* **Text segment**:
■ ■ ■ ■ ■

One of the inspirations that led to Bob Salmon inventing the Mini Transat in about 1976 was the burgeoning costs of the O.S.T.A.R. From that race’s invention and first edition in 1960, it had exploded to the point where the boats, and equipment, were light years past the budgets of the average bear. The first O.S.T.A.R. had five boats with everyone sailing “what they brung,” boats they already owned. The second, in 1964, had fifteen entries and thirteen finishers. This second race signified the beginning of the end of the O.S.T.A.R. as the five pioneers saw it. Won by a young French Navy officer, Eric Tabarly, in a custom-built 44-footer, defeating all the original five, who came back to show the first race was not a fluke. Tabarly blitzed the track, finishing in 27 days versus Chichester’s 40, four years previous.

■ ■ ■ ■ ■

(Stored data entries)
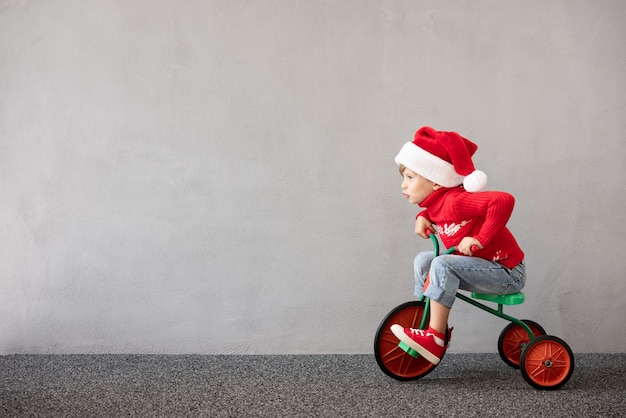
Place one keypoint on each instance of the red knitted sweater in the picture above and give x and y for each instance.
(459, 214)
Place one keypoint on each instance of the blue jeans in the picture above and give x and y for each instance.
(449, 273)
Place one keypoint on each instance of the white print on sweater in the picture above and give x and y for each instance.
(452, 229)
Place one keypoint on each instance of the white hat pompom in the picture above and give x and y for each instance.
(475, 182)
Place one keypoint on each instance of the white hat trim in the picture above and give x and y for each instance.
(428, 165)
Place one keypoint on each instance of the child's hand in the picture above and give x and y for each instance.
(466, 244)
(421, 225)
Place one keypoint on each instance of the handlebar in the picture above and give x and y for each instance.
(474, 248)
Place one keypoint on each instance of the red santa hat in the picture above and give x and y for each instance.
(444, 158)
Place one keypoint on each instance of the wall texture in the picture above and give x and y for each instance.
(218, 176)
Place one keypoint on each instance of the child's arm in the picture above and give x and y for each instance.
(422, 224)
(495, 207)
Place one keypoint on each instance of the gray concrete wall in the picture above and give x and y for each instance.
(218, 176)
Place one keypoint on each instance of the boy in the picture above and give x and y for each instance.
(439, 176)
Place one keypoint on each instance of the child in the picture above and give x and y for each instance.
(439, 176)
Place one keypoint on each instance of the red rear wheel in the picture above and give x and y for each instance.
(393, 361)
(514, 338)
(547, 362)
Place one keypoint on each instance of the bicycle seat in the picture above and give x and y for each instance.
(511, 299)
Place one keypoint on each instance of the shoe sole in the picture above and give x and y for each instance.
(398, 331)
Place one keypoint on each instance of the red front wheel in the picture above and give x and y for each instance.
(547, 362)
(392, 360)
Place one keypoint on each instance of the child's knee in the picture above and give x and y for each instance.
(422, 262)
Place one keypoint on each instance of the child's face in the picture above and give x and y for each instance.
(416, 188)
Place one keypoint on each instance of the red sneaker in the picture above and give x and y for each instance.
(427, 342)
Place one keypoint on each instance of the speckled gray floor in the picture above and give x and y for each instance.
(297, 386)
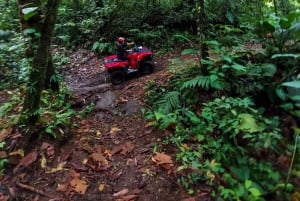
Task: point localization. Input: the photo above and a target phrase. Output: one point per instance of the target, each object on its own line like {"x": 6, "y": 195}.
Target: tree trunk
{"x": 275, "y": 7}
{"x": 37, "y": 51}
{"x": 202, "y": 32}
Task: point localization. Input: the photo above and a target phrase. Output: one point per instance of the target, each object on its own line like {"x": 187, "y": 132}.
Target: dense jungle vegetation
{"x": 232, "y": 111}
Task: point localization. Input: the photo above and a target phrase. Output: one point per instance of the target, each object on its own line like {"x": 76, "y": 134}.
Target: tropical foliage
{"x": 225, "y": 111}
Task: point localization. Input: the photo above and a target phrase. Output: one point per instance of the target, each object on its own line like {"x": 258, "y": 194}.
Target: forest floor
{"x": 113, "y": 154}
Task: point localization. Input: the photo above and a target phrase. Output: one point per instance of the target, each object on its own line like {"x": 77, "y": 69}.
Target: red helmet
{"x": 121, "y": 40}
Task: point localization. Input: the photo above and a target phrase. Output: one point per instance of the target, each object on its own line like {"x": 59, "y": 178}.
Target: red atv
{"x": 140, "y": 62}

■ ■ ■ ■ ■

* **What you need to do**:
1. In the O.S.T.A.R. passage, how many days did Eric Tabarly take to finish the track?
2. Please retype the O.S.T.A.R. passage from "One of the inspirations" up to and including "four years previous.".

* **Response list**:
1. He finished in 27 days.

2.
One of the inspirations that led to Bob Salmon inventing the Mini Transat in about 1976 was the burgeoning costs of the O.S.T.A.R. From that race’s invention and first edition in 1960, it had exploded to the point where the boats, and equipment, were light years past the budgets of the average bear. The first O.S.T.A.R. had five boats with everyone sailing “what they brung,” boats they already owned. The second, in 1964, had fifteen entries and thirteen finishers. This second race signified the beginning of the end of the O.S.T.A.R. as the five pioneers saw it. Won by a young French Navy officer, Eric Tabarly, in a custom-built 44-footer, defeating all the original five, who came back to show the first race was not a fluke. Tabarly blitzed the track, finishing in 27 days versus Chichester’s 40, four years previous.